Material provided
....

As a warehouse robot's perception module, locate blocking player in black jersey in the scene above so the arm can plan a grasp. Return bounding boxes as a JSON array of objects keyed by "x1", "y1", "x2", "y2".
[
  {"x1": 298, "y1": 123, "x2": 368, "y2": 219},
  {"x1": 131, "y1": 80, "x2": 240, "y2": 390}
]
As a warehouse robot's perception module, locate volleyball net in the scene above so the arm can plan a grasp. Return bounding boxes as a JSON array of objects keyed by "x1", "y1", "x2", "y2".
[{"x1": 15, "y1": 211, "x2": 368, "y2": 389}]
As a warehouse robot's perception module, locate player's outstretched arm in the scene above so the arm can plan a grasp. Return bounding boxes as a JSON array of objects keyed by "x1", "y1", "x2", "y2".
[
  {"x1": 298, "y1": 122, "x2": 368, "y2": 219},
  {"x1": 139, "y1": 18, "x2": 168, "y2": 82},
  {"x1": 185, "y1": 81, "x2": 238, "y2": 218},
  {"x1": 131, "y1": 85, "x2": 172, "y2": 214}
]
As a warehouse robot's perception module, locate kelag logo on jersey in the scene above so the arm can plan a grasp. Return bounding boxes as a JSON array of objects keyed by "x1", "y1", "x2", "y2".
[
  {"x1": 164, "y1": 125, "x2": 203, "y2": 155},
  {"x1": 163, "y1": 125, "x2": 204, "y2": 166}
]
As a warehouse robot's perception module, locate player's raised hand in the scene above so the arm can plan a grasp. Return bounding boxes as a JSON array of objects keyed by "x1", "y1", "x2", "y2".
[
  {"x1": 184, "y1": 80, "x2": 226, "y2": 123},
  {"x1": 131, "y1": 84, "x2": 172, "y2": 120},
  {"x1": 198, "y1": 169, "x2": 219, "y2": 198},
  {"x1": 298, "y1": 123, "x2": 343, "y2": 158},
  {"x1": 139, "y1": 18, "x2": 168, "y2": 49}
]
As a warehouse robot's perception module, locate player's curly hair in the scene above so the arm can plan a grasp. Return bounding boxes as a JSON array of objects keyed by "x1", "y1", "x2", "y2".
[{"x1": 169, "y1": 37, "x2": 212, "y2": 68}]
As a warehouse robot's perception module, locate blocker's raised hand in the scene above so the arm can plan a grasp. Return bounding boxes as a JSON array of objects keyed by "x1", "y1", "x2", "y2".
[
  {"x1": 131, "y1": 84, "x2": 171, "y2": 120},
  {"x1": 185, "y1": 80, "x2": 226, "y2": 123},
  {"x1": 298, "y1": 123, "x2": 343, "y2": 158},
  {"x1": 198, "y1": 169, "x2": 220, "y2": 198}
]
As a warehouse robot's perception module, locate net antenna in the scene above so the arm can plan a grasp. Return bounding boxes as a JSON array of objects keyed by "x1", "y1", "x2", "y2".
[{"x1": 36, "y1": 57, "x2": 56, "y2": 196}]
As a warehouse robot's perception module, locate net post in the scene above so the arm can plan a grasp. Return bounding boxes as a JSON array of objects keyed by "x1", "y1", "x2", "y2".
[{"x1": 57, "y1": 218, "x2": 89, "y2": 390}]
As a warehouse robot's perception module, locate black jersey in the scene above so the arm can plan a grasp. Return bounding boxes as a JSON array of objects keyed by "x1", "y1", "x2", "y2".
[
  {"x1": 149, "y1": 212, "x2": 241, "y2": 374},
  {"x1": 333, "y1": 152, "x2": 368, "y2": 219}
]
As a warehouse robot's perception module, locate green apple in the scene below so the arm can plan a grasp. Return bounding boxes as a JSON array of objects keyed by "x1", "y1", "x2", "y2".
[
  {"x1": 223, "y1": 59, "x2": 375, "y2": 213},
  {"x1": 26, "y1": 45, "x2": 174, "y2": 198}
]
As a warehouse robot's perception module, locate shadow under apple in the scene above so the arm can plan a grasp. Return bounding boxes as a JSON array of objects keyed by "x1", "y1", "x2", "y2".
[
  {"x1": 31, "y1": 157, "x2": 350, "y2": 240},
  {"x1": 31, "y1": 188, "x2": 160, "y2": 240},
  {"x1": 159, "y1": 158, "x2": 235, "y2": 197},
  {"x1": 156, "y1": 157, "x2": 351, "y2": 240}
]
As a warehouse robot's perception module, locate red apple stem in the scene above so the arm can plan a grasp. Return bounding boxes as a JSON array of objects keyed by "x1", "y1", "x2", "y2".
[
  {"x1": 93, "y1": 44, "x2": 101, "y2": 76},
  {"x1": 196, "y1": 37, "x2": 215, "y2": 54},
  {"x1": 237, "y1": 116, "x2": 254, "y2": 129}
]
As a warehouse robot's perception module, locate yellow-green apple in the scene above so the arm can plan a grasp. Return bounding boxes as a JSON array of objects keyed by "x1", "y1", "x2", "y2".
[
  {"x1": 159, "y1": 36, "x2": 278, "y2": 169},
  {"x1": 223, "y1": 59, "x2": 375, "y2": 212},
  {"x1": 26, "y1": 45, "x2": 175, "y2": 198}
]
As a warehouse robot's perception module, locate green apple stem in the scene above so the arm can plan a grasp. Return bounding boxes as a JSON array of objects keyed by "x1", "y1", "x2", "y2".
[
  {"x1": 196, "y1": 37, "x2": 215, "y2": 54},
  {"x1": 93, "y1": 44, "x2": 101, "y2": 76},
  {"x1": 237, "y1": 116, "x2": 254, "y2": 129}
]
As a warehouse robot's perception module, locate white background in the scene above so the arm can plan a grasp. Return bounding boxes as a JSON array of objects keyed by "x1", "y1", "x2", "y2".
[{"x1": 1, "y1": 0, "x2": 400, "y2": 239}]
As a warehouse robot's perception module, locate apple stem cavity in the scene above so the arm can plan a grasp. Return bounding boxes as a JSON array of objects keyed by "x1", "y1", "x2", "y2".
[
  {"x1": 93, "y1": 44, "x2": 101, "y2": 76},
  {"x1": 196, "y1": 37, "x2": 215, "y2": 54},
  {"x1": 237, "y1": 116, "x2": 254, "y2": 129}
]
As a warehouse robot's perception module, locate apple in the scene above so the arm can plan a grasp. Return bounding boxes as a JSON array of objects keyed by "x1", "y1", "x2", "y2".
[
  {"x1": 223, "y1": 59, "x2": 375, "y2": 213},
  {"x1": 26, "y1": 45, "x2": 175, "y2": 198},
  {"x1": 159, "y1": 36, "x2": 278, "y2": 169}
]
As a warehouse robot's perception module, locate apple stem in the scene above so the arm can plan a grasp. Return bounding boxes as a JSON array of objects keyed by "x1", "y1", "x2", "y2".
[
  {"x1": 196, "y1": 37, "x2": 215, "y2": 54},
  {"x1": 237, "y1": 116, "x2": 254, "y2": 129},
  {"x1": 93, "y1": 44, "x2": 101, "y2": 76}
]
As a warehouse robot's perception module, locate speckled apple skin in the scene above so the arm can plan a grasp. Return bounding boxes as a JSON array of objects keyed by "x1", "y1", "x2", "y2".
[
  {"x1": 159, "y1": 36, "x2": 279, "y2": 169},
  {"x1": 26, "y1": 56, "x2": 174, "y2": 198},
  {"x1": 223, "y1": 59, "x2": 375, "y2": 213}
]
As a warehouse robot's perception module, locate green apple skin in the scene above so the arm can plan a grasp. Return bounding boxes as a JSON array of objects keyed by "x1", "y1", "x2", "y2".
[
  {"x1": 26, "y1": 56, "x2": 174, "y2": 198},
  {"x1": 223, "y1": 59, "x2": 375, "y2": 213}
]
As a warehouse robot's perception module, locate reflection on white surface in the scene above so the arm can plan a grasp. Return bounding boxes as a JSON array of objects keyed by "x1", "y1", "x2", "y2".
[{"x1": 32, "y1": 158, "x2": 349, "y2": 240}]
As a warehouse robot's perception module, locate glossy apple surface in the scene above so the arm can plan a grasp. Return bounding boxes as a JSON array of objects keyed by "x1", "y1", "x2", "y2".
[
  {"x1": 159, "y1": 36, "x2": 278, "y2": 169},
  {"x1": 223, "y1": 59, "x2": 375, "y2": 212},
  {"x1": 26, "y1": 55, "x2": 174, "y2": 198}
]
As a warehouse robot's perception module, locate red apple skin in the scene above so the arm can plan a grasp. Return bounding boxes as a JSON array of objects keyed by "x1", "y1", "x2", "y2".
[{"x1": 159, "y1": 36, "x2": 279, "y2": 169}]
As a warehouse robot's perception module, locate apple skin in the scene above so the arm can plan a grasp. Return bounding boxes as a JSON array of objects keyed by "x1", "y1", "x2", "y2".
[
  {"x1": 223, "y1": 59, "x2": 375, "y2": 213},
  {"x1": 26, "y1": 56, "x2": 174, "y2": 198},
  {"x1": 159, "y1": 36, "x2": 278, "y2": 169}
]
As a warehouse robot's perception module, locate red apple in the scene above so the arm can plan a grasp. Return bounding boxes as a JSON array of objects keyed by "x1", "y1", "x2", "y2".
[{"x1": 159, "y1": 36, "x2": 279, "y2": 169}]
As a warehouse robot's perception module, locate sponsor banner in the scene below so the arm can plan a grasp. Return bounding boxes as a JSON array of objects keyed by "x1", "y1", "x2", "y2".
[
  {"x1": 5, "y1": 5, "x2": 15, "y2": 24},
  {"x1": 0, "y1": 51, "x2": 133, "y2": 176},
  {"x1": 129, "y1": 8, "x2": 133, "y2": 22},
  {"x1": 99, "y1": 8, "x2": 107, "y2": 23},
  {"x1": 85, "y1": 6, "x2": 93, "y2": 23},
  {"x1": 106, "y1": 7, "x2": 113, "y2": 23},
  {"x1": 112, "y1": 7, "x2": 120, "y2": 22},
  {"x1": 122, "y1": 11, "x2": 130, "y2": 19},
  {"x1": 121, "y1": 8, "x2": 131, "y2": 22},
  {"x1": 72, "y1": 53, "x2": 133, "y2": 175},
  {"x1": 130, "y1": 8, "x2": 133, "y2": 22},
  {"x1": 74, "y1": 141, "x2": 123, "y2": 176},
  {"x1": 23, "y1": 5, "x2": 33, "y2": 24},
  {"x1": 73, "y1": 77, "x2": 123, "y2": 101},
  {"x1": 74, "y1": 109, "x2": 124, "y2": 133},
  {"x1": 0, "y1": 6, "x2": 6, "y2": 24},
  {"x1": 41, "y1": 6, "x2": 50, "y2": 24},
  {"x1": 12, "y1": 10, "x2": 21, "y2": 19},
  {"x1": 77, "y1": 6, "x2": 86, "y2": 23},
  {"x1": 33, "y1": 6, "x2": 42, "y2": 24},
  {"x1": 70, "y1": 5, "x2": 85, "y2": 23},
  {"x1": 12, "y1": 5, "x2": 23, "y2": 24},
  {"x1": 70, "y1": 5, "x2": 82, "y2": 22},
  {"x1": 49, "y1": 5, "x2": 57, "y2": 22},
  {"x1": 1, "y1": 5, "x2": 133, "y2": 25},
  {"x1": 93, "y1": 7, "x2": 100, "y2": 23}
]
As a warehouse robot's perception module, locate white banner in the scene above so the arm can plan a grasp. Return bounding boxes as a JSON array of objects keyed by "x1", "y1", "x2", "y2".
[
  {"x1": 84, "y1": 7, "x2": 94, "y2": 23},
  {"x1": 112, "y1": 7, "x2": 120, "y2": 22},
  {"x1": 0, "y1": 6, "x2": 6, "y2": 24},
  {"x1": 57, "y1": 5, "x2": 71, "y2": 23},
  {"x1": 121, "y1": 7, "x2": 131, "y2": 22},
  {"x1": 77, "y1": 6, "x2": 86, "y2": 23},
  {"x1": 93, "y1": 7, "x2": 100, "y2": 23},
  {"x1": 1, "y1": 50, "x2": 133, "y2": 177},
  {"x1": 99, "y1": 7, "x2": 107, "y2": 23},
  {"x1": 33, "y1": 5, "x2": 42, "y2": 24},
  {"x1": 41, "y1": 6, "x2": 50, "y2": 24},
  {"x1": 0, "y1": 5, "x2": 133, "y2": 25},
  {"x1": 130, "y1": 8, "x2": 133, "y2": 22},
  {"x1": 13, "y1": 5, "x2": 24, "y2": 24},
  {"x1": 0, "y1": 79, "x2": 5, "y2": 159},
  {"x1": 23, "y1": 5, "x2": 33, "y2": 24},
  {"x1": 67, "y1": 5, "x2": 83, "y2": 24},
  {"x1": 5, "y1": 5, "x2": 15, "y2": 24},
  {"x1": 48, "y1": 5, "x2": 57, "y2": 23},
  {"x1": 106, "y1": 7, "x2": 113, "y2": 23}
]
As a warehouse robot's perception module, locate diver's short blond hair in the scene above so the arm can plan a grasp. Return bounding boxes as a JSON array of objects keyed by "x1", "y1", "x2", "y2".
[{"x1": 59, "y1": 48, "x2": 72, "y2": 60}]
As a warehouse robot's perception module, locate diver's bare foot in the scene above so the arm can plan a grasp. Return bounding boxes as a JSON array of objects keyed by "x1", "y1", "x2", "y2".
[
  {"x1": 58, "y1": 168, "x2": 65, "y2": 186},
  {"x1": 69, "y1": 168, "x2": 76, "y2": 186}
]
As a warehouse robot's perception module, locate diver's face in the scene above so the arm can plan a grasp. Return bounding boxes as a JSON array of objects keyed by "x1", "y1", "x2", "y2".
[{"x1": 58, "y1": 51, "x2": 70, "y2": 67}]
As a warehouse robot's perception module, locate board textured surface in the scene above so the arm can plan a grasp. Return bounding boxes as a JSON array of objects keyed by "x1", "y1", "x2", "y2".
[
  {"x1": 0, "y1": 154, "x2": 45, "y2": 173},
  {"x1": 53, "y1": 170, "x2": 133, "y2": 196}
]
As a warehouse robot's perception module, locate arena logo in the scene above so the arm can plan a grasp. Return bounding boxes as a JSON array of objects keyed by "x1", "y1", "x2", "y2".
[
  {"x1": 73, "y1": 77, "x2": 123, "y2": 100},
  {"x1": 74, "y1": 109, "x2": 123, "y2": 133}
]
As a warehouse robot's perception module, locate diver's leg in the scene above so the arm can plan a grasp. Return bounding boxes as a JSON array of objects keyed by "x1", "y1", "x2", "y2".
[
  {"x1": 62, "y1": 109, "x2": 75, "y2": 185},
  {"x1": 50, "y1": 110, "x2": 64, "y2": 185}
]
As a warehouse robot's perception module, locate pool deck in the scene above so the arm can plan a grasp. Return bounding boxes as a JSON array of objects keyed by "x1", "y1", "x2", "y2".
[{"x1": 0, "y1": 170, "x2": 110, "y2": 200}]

....

Please print exactly the lines from the one containing "As a warehouse robot's perception module, locate pool" through the last line of the records, both included, and nothing else.

As a warehouse robot's perception module, locate pool deck in the scene above so the arm can plan a grasp. Return bounding boxes as a JSON array of objects keyed by "x1", "y1", "x2", "y2".
[{"x1": 0, "y1": 170, "x2": 110, "y2": 200}]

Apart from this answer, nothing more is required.